# Source document
* begin *
Martha’s Vineyard artists featured at Women’s History Month exhibit in Manhattan

Diane McManus Jensen in front of work by Marie Louis Rouff at the Union League Club in NYC. —Gwyn McAllister
 

In honor of National Women’s History Month, Diane McManus Jensen of Brookline and Aquinnah was asked to curate an art exhibit for New York City’s historic Union League Club. The private social club in midtown Manhattan is currently hosting a show called “100 Years of Women Artists,” a selection of work by 10 female artists, both current and deceased.

Ms. Jensen, director of Jensen Fine Arts, was a perfect fit for the job. A former gallery owner (of Jensen Fine Arts in New York and Edgartown), Ms. Jensen has been an advisor to individual and corporate collectors for decades. In 2010, she published a book called “The Art of Collecting: An Intimate Tour Inside Private Art Collections with Advice on Starting Your Own.” More by luck than design, most of the artists whom she represents are women.

The “100 Years of Women Artists” collection, featuring 90 works of art which will hang through the end of March, includes paintings by two Island women: Meg Mercier and Marie-Louise Rouff. Ms. Jensen has represented both artists for many years.

The Union League Club exhibit is anchored by the work of the late Anna Walinska (1906-1997), another artist whose work Ms. Jensen represents. One entire wall of the ground floor gallery is devoted to a selection of the artist’s work which covers eight decades.

Ms. Walinska founded the Guild Art Gallery on West 57th Street in 1935, where she gave Arshile Gorky his first New York one-man show. Major exhibitions of her work included solo shows at the Jewish Museum, the Museum of Religious Art, Cathedral of St. John the Divine, and the Ghetto Museum, Theresienstadt, Czech Republic. Her work has been shown at the Metropolitan Museum of Art and MOMA, and is in the permanent collection of the National Portrait Gallery, the National Museum of American Art, the United States Holocaust Memorial Museum, the Tel Aviv Museum of Art, and the Smithsonian Institution, among others.

The retrospective of Ms. Walinska’s work is a fascinating look at an artist with a wide range of styles who worked in many media — from ink drawings, charcoal, and pastels to oil paintings, watercolors, and collages. Her subjects range from simple daily life sketches and New York City scenes to portraits to abstracts. Her work spans a century of American modernism, paralleling the history of the New York School and the American Jewish experience.

Ms. Walinska’s niece, Rosina Rubin, who provided the exhibit’s selection, said, “This whole exploratory approach in her nature was a result of her being an artist at a time when there were only a handful of women artists. I think more and more of the women artists of that era will be receiving their due attention.”

The scope of Ms. Walinska’s work is reflected in the rest of the collection, which includes work by 10 other artists, including Margery Ryerson (1886-1989), whose paintings and etchings are in the permanent collections of the Smithsonian Institution, the Bibliotheque Nationale in Paris, and the Uffizi Gallery in Florence.

The exhibit includes works in oil, acrylics, graphite, and pastel and covers genres from  

abstraction to representational work. The Vineyard artists represent both ends of the style spectrum.
* end *
# Rows
* begin *
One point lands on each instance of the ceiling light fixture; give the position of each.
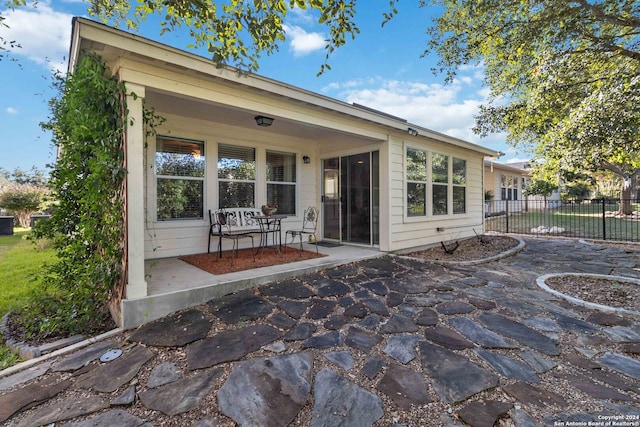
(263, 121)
* end *
* begin *
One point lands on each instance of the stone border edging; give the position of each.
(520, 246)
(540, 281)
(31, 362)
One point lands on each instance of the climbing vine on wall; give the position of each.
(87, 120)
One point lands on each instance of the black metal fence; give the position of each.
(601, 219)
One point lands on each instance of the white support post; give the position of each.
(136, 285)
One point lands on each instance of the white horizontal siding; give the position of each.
* end *
* begin *
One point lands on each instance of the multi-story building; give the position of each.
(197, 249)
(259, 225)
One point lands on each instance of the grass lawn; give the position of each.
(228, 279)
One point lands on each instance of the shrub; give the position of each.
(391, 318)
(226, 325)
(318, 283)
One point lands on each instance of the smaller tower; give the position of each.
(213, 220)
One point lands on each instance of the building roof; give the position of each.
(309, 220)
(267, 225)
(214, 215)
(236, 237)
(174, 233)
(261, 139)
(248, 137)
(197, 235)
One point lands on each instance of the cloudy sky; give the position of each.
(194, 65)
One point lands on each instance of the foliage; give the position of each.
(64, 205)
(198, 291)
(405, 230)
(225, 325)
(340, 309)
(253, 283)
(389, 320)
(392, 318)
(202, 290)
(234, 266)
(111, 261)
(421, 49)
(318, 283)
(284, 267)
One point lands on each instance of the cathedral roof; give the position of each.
* end *
# Stated task
Please answer these questions from the article on the Union League Club exhibit, one answer per line:
1. In what year did Diane McManus Jensen publish her book?
2. On what street, and in what year, did Anna Walinska found the Guild Art Gallery?
3. Who provided the exhibit's selection of Anna Walinska's work?
The rows are separate material from the article.

# Complete answer
1. 2010
2. West 57th Street, in 1935
3. Her niece, Rosina Rubin